◆ Action item:
Include in the output exactly the lines from the opening of the data through the line containing "TARGET = peacock beak", and nothing more.

(Extracted records)

■ ■ ■

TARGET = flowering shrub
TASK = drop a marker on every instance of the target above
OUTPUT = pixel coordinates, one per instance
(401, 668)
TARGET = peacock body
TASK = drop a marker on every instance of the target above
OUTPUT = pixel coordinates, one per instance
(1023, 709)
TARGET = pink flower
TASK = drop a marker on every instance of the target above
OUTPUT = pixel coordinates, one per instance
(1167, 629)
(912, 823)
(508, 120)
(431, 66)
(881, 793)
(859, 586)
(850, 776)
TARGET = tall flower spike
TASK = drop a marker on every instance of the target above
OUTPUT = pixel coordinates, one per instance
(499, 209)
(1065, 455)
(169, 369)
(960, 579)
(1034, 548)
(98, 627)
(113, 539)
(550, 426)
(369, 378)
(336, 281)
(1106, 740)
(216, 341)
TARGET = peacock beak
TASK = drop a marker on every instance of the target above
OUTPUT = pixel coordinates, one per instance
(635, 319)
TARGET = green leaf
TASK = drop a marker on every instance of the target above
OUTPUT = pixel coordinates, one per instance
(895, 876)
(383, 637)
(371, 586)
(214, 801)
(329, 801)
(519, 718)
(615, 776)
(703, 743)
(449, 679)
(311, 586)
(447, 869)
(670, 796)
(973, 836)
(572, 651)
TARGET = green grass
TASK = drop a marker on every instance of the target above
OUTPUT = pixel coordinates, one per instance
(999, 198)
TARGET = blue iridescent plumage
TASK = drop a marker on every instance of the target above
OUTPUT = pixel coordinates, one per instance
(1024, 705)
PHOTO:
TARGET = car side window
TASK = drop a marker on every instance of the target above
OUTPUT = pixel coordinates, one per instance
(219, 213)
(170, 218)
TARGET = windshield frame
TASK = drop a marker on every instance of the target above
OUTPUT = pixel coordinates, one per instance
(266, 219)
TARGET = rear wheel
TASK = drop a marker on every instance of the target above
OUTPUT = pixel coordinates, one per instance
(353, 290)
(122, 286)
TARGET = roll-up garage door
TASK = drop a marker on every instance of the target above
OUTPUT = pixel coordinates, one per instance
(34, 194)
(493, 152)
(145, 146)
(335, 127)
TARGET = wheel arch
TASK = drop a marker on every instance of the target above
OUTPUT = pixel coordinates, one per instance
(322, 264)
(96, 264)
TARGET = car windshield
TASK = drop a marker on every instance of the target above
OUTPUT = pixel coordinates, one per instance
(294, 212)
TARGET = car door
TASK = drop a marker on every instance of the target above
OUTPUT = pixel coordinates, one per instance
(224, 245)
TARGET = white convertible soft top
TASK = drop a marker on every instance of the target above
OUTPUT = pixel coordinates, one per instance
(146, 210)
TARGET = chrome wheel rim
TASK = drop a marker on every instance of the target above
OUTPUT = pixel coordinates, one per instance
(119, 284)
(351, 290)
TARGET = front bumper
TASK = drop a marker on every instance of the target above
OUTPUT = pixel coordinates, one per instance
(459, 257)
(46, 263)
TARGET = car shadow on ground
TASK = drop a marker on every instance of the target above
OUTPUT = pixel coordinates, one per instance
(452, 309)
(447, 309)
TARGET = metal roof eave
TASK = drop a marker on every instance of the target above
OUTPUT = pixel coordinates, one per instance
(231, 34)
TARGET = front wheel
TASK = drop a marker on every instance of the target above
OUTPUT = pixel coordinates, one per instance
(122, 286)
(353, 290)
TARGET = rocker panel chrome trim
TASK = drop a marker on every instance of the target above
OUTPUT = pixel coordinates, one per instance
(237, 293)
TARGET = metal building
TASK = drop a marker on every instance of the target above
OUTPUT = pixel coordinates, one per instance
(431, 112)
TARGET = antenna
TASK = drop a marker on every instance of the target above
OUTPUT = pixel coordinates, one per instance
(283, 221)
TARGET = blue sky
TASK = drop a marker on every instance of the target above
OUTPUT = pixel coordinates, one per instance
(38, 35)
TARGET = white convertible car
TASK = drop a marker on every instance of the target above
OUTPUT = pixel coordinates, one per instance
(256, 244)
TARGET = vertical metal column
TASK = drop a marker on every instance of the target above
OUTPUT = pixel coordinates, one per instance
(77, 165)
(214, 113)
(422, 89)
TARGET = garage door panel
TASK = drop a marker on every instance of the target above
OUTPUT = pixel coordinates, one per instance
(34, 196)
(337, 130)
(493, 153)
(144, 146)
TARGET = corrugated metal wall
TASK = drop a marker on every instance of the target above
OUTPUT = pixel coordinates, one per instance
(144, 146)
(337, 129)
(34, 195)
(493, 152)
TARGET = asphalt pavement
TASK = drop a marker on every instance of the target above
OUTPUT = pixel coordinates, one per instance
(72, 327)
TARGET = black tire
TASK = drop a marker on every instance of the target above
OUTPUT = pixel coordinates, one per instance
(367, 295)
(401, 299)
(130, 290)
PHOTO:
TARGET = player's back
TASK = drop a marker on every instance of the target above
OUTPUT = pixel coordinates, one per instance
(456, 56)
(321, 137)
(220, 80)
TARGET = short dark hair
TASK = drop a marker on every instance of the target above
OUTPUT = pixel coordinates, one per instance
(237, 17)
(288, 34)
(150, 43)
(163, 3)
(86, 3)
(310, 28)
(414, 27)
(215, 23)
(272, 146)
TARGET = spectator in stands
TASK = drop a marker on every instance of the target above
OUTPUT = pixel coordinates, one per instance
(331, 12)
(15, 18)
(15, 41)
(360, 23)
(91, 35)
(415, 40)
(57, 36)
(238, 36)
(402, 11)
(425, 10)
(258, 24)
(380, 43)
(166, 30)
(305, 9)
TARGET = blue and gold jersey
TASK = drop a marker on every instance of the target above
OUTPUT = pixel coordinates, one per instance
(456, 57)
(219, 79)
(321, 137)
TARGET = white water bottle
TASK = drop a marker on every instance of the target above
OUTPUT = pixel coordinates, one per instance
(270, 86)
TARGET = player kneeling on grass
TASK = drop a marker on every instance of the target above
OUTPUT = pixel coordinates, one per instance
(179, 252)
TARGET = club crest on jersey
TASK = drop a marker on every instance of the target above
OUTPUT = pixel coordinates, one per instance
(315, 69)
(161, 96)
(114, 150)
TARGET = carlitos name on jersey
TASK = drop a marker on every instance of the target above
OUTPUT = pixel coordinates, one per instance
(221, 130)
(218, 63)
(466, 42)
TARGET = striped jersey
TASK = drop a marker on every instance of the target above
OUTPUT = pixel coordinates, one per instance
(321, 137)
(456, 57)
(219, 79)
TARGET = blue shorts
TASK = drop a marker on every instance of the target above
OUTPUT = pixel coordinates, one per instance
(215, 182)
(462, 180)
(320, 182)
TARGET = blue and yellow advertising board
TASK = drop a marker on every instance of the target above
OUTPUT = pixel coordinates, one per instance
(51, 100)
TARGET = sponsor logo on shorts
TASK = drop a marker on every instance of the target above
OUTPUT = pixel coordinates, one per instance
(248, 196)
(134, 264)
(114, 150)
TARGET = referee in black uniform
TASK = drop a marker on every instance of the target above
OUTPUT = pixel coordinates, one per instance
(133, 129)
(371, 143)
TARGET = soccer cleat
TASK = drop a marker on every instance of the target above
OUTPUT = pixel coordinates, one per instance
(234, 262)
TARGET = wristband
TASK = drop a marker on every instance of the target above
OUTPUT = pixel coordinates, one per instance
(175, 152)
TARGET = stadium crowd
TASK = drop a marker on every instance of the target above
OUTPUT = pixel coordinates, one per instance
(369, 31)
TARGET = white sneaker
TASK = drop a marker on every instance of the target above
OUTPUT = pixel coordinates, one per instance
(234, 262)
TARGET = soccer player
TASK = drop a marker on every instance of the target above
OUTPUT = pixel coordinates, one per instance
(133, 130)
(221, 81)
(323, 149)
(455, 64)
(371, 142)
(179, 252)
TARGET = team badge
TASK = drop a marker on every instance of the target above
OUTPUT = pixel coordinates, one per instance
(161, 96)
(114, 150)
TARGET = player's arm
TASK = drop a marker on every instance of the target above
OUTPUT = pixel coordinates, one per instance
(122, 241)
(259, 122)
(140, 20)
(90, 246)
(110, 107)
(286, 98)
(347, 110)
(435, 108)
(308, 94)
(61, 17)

■ ■ ■

◆ Written answer:
TARGET = flowering shrub
TASK = drop a marker on every instance of the target above
OUTPUT = pixel coordinates, one per instance
(401, 668)
TARGET = peacock body
TASK = drop a marker on every instance of the target above
OUTPUT = pixel coordinates, one per instance
(1023, 709)
TARGET = pink flower
TASK = drop a marker on every instance of the target above
OUTPUT = pixel coordinates, one per instance
(1167, 629)
(912, 823)
(508, 120)
(431, 66)
(881, 793)
(859, 586)
(850, 776)
TARGET = tall flower spike
TASK = drop a marker on every instance of the target above
OUTPUT = pixel coordinates, one per instance
(499, 209)
(1065, 455)
(169, 369)
(960, 579)
(1034, 548)
(98, 627)
(113, 539)
(550, 426)
(369, 378)
(336, 281)
(1106, 740)
(216, 341)
TARGET = peacock beak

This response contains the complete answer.